• **About this task**
Copy all entries without alteration and skip the pictures they hold.

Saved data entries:
****

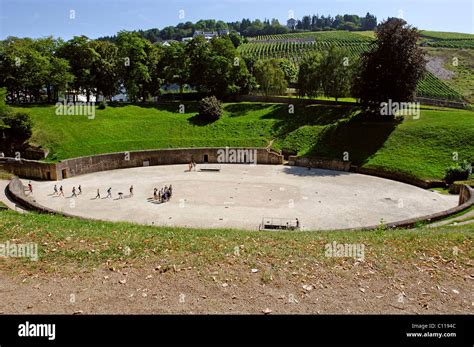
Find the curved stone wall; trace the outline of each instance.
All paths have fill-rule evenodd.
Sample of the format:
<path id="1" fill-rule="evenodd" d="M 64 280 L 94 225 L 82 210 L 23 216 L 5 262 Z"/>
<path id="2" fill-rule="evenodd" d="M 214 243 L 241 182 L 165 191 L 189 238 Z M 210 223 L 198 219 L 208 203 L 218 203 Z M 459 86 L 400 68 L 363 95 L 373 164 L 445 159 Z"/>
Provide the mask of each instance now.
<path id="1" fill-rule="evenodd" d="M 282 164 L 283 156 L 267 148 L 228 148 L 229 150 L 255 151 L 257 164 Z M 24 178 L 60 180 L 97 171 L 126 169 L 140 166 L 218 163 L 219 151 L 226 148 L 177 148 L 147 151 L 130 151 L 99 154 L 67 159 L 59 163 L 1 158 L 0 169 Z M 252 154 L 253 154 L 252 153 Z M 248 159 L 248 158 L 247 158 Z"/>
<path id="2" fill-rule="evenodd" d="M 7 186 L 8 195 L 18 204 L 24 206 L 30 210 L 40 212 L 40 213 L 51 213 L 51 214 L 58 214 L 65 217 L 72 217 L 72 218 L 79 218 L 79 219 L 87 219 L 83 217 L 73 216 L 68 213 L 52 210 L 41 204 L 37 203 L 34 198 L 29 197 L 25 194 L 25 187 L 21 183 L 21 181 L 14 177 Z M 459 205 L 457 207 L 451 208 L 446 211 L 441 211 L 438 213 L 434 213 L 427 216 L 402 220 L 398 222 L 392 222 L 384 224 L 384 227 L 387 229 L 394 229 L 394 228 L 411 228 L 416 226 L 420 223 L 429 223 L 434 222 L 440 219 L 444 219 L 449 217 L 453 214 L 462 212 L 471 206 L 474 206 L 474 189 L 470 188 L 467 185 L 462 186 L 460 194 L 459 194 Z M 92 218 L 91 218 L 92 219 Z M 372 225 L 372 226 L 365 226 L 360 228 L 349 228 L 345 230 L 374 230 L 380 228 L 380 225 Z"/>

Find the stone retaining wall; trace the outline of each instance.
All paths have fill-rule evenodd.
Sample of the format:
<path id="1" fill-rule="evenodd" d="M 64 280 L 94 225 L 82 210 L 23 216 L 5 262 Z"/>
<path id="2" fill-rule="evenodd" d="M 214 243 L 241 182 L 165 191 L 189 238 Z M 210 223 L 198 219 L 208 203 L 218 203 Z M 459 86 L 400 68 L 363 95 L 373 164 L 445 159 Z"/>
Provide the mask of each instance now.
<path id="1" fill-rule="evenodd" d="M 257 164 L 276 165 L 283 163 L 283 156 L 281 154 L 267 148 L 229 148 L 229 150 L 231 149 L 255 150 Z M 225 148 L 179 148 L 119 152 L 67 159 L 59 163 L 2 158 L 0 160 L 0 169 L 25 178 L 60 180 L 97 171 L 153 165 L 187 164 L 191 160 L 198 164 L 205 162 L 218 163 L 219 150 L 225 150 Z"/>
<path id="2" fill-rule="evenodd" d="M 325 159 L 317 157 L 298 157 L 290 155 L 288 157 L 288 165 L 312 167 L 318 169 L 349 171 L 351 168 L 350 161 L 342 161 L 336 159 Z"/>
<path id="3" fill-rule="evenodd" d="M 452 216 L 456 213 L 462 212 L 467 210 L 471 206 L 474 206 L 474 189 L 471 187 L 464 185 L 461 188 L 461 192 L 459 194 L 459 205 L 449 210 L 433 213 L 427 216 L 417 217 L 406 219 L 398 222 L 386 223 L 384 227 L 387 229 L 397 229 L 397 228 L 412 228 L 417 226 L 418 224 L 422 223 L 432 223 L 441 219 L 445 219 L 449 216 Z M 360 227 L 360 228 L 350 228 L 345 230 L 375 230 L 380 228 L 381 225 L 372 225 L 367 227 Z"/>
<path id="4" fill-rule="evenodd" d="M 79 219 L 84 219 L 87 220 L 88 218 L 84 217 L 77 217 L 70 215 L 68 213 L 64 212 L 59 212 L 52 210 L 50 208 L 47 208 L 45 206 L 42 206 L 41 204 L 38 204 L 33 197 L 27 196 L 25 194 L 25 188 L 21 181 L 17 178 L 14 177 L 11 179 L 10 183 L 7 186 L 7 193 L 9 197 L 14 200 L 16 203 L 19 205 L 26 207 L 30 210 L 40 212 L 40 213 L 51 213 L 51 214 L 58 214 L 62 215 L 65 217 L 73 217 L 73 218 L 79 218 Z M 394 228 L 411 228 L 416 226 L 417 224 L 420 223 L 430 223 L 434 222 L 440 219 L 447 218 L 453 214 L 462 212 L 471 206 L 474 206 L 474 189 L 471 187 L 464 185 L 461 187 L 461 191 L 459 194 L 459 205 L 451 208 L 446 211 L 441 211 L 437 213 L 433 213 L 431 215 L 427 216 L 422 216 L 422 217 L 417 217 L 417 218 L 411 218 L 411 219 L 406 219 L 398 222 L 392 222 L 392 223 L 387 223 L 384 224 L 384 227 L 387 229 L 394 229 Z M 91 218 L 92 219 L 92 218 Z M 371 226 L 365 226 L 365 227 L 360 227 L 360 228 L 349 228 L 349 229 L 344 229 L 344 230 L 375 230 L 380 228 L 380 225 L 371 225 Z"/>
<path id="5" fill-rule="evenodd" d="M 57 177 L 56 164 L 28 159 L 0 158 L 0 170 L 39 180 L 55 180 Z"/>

****

• **Answer space**
Find the curved stone wall; trace the outline of each instance.
All paths have fill-rule evenodd.
Sample of the format:
<path id="1" fill-rule="evenodd" d="M 64 280 L 94 225 L 82 210 L 23 216 L 5 262 Z"/>
<path id="2" fill-rule="evenodd" d="M 214 243 L 241 182 L 165 191 L 189 238 Z M 210 223 L 198 219 L 208 203 L 218 203 Z M 459 86 L 400 68 L 363 95 L 373 164 L 445 159 Z"/>
Provide the mask of each instance now.
<path id="1" fill-rule="evenodd" d="M 282 164 L 283 156 L 267 148 L 228 148 L 229 150 L 255 151 L 257 164 Z M 24 178 L 60 180 L 97 171 L 126 169 L 140 166 L 218 163 L 219 151 L 226 148 L 177 148 L 147 151 L 130 151 L 99 154 L 67 159 L 59 163 L 1 158 L 0 169 Z M 252 154 L 253 154 L 252 153 Z M 248 159 L 248 158 L 247 158 Z"/>
<path id="2" fill-rule="evenodd" d="M 7 186 L 8 195 L 18 204 L 24 206 L 30 210 L 40 212 L 40 213 L 51 213 L 51 214 L 58 214 L 65 217 L 72 217 L 72 218 L 79 218 L 79 219 L 87 219 L 83 217 L 73 216 L 68 213 L 52 210 L 41 204 L 37 203 L 34 198 L 29 197 L 25 194 L 25 187 L 21 183 L 21 181 L 14 177 Z M 459 205 L 457 207 L 451 208 L 446 211 L 441 211 L 438 213 L 434 213 L 427 216 L 402 220 L 398 222 L 392 222 L 384 224 L 384 227 L 387 229 L 394 229 L 394 228 L 411 228 L 416 226 L 420 223 L 429 223 L 434 222 L 440 219 L 444 219 L 449 217 L 453 214 L 462 212 L 471 206 L 474 206 L 474 189 L 470 188 L 467 185 L 462 186 L 460 194 L 459 194 Z M 92 218 L 91 218 L 92 219 Z M 372 225 L 372 226 L 365 226 L 360 228 L 349 228 L 345 230 L 374 230 L 380 228 L 380 225 Z"/>

Find the stone retaining wall; trace the outline of each instance.
All paths have fill-rule evenodd.
Sample of the format:
<path id="1" fill-rule="evenodd" d="M 64 280 L 94 225 L 82 210 L 23 216 L 5 262 Z"/>
<path id="2" fill-rule="evenodd" d="M 214 243 L 241 182 L 165 191 L 189 238 Z M 210 223 L 198 219 L 208 203 L 218 203 Z M 459 86 L 400 68 L 363 95 L 373 164 L 445 159 Z"/>
Provide the mask of each instance now.
<path id="1" fill-rule="evenodd" d="M 257 164 L 276 165 L 283 163 L 283 156 L 281 154 L 267 148 L 229 148 L 229 150 L 231 149 L 255 150 Z M 225 148 L 179 148 L 119 152 L 67 159 L 59 163 L 2 158 L 0 160 L 0 169 L 25 178 L 60 180 L 97 171 L 153 165 L 187 164 L 191 160 L 198 164 L 205 162 L 218 163 L 219 150 L 225 150 Z"/>
<path id="2" fill-rule="evenodd" d="M 325 159 L 317 157 L 298 157 L 290 155 L 288 157 L 288 165 L 312 167 L 318 169 L 349 171 L 351 168 L 350 161 L 342 161 L 336 159 Z"/>
<path id="3" fill-rule="evenodd" d="M 452 216 L 456 213 L 462 212 L 467 210 L 471 206 L 474 206 L 474 189 L 471 187 L 464 185 L 461 188 L 461 192 L 459 194 L 459 205 L 449 210 L 433 213 L 427 216 L 417 217 L 406 219 L 398 222 L 386 223 L 384 227 L 387 229 L 397 229 L 397 228 L 412 228 L 417 226 L 418 224 L 422 223 L 432 223 L 441 219 L 445 219 L 449 216 Z M 360 227 L 360 228 L 350 228 L 345 230 L 375 230 L 380 228 L 381 225 L 372 225 L 367 227 Z"/>
<path id="4" fill-rule="evenodd" d="M 79 219 L 84 219 L 87 220 L 88 218 L 84 217 L 77 217 L 70 215 L 68 213 L 64 212 L 59 212 L 52 210 L 50 208 L 47 208 L 45 206 L 42 206 L 41 204 L 38 204 L 33 197 L 27 196 L 25 194 L 25 188 L 21 181 L 17 178 L 14 177 L 11 179 L 10 183 L 7 186 L 7 193 L 9 197 L 14 200 L 16 203 L 19 205 L 26 207 L 30 210 L 40 212 L 40 213 L 51 213 L 51 214 L 58 214 L 62 215 L 65 217 L 73 217 L 73 218 L 79 218 Z M 394 228 L 411 228 L 416 226 L 417 224 L 420 223 L 430 223 L 434 222 L 440 219 L 447 218 L 453 214 L 462 212 L 471 206 L 474 206 L 474 189 L 471 187 L 464 185 L 461 187 L 461 191 L 459 194 L 459 205 L 451 208 L 446 211 L 441 211 L 437 213 L 433 213 L 431 215 L 427 216 L 422 216 L 422 217 L 417 217 L 417 218 L 411 218 L 411 219 L 406 219 L 398 222 L 392 222 L 392 223 L 387 223 L 384 224 L 384 227 L 387 229 L 394 229 Z M 91 218 L 92 219 L 92 218 Z M 371 226 L 365 226 L 365 227 L 360 227 L 360 228 L 349 228 L 349 229 L 344 229 L 344 230 L 375 230 L 380 228 L 380 225 L 371 225 Z"/>
<path id="5" fill-rule="evenodd" d="M 57 177 L 56 164 L 28 159 L 0 158 L 0 170 L 39 180 L 55 180 Z"/>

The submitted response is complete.